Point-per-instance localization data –

★ ★ ★ ★ ★ ★ ★

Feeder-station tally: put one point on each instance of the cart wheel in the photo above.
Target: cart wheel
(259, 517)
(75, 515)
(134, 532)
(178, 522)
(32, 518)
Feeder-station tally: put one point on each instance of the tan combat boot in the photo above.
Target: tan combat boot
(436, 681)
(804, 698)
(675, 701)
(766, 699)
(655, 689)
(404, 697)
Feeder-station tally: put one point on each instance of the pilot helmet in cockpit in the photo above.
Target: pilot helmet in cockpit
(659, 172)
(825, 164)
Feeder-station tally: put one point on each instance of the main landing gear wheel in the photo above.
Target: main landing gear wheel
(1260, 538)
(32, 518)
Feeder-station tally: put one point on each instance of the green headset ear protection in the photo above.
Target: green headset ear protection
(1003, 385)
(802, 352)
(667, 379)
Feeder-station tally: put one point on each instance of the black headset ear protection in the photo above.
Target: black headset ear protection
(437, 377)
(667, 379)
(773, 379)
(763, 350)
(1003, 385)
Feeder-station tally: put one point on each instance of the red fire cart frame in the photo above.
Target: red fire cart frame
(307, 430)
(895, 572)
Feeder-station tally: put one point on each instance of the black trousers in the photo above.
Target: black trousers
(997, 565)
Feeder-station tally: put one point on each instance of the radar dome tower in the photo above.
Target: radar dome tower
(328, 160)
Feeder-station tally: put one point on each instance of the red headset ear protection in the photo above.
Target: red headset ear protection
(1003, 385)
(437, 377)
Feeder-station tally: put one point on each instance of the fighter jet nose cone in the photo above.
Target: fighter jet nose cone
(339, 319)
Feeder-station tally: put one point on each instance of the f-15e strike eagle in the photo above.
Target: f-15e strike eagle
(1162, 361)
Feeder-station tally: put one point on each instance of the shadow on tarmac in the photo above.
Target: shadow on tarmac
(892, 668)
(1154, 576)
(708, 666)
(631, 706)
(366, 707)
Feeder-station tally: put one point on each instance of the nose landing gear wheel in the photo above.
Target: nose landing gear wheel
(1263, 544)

★ ★ ★ ★ ★ ★ ★

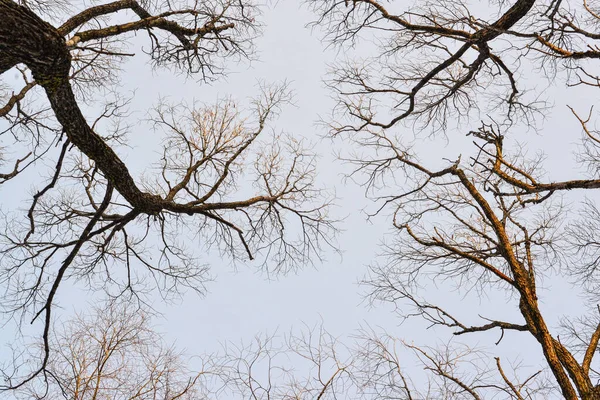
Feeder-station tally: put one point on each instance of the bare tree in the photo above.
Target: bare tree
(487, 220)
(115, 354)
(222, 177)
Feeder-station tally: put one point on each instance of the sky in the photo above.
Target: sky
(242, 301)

★ ★ ★ ★ ★ ★ ★

Exercise prompt – Using the entries above, give again exactly the lines from the line holding "Feeder-station tally: put one point on each instance of the cart" through the line holding "tarmac in the photo above.". Include both end lines and nothing else.

Expected answer –
Feeder-station tally: put one point on each instance of the cart wheel in the photo above.
Target: cart wheel
(259, 517)
(75, 515)
(134, 532)
(178, 522)
(32, 518)
Feeder-station tally: put one point on each instance of the tan combat boot in the photo above.
Target: tan combat boot
(436, 681)
(804, 698)
(675, 701)
(766, 699)
(655, 689)
(404, 697)
Feeder-station tally: put one point on each instance of the pilot helmet in cockpit in the photo above.
Target: pilot helmet in cockpit
(659, 172)
(825, 164)
Feeder-station tally: put one point on each instance of the main landing gear wheel in the photo above.
Target: main landing gear wheel
(1260, 538)
(32, 518)
Feeder-station tally: put one point on each instance of the green headset ear protection in the photo above.
Target: green headset ear protection
(1003, 385)
(802, 352)
(667, 379)
Feeder-station tally: put one point on each instance of the black headset ear protection in the photo above.
Target: black headset ear protection
(437, 377)
(667, 379)
(773, 379)
(763, 350)
(1003, 385)
Feeder-station tally: put one point on each instance of the red fire cart frame in the photo above.
Target: red fire cart frame
(307, 430)
(895, 572)
Feeder-station tally: put one point on each instance of the black trousers in the photo above.
Target: black trousers
(997, 565)
Feeder-station tally: put one point on each instance of the radar dome tower in the photo above.
Target: radar dome tower
(328, 160)
Feeder-station tally: put one point on each instance of the red headset ear protection in the photo above.
Target: red headset ear protection
(1003, 385)
(437, 377)
Feeder-station tally: put one point on each instance of the fighter jet nose cone in the photo above.
Target: fighter jet nose cone
(339, 319)
Feeder-station tally: put one point on each instance of the f-15e strike eagle in the photo above.
Target: f-15e strike eagle
(1162, 361)
Feeder-station tally: put one point on each instance of the shadow on tarmac in the photo above.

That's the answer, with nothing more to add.